Saved entries:

..........

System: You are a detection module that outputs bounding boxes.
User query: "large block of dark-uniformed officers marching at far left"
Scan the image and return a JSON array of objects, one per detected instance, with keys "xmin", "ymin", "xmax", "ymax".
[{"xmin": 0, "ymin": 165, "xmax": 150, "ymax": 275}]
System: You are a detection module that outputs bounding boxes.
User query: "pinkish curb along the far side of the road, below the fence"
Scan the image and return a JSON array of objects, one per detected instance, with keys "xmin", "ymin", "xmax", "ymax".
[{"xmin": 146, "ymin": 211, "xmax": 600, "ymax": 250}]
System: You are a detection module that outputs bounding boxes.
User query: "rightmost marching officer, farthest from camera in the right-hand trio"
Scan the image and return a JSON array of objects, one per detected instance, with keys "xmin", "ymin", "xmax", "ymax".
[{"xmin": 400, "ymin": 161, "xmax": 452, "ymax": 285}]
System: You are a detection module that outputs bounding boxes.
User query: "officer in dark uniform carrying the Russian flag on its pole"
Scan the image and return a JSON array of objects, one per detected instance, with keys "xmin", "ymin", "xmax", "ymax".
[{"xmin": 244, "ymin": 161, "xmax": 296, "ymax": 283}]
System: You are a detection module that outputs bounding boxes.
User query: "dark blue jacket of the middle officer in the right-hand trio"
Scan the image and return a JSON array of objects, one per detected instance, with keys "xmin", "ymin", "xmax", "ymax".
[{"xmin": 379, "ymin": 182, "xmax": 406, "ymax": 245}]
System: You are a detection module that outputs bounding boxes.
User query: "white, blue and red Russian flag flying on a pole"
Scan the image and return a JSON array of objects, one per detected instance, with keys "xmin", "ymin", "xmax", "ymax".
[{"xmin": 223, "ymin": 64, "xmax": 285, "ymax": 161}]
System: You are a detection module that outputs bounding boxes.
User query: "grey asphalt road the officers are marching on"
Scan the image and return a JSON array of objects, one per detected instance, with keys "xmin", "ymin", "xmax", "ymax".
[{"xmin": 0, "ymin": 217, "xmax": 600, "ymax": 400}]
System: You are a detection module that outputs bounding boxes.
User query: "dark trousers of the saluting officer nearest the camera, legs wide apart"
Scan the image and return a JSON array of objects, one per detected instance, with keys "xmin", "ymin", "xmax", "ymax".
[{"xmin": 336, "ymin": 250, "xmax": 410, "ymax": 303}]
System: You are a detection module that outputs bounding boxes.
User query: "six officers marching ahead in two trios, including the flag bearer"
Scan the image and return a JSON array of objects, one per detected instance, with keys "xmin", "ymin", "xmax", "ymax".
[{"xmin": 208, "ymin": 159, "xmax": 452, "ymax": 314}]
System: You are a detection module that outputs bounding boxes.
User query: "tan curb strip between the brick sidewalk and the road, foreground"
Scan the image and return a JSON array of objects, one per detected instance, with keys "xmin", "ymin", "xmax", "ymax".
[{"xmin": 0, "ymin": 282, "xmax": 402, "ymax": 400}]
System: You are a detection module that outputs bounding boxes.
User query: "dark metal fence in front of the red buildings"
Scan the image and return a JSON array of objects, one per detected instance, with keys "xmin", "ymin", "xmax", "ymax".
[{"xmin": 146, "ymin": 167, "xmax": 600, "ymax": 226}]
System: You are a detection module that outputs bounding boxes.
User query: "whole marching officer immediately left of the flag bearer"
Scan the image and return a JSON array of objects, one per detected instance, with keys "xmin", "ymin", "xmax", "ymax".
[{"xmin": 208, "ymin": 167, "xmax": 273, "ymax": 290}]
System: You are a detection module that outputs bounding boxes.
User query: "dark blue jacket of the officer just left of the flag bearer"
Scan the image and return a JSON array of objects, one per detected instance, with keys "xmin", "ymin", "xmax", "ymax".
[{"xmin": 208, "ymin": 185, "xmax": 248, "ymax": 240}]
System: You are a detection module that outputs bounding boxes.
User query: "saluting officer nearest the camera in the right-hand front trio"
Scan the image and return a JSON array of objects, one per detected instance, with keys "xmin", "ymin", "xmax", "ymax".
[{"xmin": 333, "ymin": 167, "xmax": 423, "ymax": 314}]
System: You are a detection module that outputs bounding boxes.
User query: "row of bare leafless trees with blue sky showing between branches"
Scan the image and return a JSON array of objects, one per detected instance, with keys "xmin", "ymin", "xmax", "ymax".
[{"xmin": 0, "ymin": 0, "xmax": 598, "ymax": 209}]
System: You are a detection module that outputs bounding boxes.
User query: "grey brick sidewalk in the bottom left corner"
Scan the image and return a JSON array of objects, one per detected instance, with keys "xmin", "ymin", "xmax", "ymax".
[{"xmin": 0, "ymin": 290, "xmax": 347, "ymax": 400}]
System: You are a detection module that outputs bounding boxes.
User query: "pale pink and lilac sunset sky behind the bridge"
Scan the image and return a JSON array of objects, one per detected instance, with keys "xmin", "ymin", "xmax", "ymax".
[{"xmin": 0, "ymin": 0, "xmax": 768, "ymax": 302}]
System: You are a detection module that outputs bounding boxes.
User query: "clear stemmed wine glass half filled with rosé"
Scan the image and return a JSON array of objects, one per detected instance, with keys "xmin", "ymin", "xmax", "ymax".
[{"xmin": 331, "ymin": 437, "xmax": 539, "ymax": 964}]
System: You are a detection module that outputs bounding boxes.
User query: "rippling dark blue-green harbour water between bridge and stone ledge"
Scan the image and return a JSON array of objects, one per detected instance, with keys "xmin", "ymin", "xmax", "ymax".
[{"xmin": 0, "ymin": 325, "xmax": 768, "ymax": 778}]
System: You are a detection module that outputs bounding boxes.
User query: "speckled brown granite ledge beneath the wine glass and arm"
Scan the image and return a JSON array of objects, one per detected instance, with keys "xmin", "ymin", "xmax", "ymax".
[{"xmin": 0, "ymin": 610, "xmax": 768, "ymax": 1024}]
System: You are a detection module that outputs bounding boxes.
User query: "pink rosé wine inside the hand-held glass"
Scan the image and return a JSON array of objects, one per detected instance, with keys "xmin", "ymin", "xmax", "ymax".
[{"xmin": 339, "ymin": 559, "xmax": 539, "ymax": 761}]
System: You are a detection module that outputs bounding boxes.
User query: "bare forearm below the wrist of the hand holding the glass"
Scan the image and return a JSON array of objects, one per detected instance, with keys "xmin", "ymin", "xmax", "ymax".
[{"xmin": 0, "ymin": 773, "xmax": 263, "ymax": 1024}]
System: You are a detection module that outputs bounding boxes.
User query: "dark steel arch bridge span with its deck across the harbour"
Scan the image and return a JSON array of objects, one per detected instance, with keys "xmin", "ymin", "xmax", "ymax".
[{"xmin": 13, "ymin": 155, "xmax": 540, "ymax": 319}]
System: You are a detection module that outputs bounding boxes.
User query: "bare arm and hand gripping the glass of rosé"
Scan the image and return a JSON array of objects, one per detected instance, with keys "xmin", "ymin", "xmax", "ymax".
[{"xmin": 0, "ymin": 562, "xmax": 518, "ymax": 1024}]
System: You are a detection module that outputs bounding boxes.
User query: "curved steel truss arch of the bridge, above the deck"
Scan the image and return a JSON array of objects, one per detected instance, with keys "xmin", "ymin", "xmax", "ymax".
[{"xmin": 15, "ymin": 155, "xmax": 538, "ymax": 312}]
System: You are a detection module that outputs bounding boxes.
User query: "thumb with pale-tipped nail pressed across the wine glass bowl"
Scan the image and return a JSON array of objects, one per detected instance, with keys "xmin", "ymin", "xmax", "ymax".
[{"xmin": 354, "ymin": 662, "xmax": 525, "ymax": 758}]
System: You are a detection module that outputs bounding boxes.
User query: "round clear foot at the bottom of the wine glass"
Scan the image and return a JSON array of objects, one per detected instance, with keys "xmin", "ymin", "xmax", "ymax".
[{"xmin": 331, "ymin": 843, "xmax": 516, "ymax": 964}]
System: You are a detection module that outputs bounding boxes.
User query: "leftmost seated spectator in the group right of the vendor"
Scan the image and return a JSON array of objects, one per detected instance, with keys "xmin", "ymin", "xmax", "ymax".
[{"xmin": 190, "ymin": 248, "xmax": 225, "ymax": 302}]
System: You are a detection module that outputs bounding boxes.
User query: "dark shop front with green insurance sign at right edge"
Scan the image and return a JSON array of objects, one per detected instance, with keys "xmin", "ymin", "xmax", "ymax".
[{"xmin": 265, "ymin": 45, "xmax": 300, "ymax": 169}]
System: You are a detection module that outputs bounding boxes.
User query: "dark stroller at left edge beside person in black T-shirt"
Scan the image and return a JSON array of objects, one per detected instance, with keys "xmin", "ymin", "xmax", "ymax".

..........

-- WHAT YOU WILL DO --
Count up the lines above in which the word "Russian" appears, and give nothing but that count.

-- SOLUTION --
2